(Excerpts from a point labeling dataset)
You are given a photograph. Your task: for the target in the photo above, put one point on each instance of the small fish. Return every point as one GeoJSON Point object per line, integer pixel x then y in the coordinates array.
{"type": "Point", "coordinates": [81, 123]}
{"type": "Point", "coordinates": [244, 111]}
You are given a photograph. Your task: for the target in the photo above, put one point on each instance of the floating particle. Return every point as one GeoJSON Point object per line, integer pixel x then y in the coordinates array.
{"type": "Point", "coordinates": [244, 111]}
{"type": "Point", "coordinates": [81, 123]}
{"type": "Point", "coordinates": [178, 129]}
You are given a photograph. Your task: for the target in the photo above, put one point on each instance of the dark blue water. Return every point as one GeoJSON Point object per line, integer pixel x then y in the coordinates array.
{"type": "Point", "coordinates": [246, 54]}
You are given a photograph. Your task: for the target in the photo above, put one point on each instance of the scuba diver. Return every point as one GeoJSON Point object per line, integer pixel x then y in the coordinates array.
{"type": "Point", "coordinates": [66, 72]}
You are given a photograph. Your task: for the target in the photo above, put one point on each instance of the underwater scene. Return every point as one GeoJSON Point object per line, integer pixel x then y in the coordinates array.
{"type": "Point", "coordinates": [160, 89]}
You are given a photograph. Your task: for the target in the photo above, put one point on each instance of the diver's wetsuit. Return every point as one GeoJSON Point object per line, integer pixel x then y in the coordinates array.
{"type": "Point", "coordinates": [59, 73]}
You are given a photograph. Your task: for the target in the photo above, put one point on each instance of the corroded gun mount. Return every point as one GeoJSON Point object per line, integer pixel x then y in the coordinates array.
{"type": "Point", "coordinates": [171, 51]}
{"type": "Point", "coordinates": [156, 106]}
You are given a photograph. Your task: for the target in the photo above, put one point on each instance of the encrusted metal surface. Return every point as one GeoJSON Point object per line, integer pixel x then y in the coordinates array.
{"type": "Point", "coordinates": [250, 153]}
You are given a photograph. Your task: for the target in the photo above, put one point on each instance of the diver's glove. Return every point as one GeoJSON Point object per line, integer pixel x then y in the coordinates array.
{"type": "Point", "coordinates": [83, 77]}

● **TASK**:
Rewrite the material above, replacing each occurrence of "put one point on each instance of" with "mark every instance of" and keeping everything else the same.

● **COMPLETE OUTPUT**:
You are given a photograph. Your task: for the target in the photo above, mark every instance of the small fish. Return every point as one GeoJSON Point object per line, integer pixel x then y in the coordinates array.
{"type": "Point", "coordinates": [81, 123]}
{"type": "Point", "coordinates": [244, 111]}
You are given a photograph. Your task: for the target in the photo above, mark every instance of the floating particle. Return every point as one GeoJSON Point object per line, integer pixel x then y in the coordinates array.
{"type": "Point", "coordinates": [244, 111]}
{"type": "Point", "coordinates": [81, 123]}
{"type": "Point", "coordinates": [178, 129]}
You are given a photograph. Your task: for the target in the photo above, mark every instance of the dark blue water. Return every point as one GeoJSON Point object per line, integer pixel x then y in the coordinates array.
{"type": "Point", "coordinates": [246, 54]}
You are given a photograph. Your task: for the target in the photo above, mark every instance of the scuba diver. Return every point as one GeoJSON Point object per line, integer pixel x then y in the coordinates array.
{"type": "Point", "coordinates": [66, 72]}
You are given a photograph. Your task: for the target in the photo above, mark every instance of the underwater scene. Return every point as one GeoJSON Point object per line, integer pixel x then y in the coordinates array.
{"type": "Point", "coordinates": [160, 89]}
You are given a photograph. Your task: for the target in the photo above, mark every instance of the diver's wetsuit. Return every point as one GeoJSON Point object per line, integer pixel x then y in the coordinates array.
{"type": "Point", "coordinates": [59, 73]}
You are given a photograph. Your task: for the target in the photo above, mark every instance of the corroded gun mount. Return every point as one GeoJSON Point object per line, integer pixel x then y in the coordinates array.
{"type": "Point", "coordinates": [171, 51]}
{"type": "Point", "coordinates": [156, 106]}
You are given a photograph. Your task: for the target in the photo above, mark every instance of the encrusted metal surface. Return every point as one GeoJSON Point object per line, integer pixel x then y in the coordinates array.
{"type": "Point", "coordinates": [250, 153]}
You are given a photograph. Your task: for the target in the photo above, mark every instance of the diver's glove. Return every point as one GeoJSON Point object per line, integer pixel x then y in the coordinates array.
{"type": "Point", "coordinates": [83, 77]}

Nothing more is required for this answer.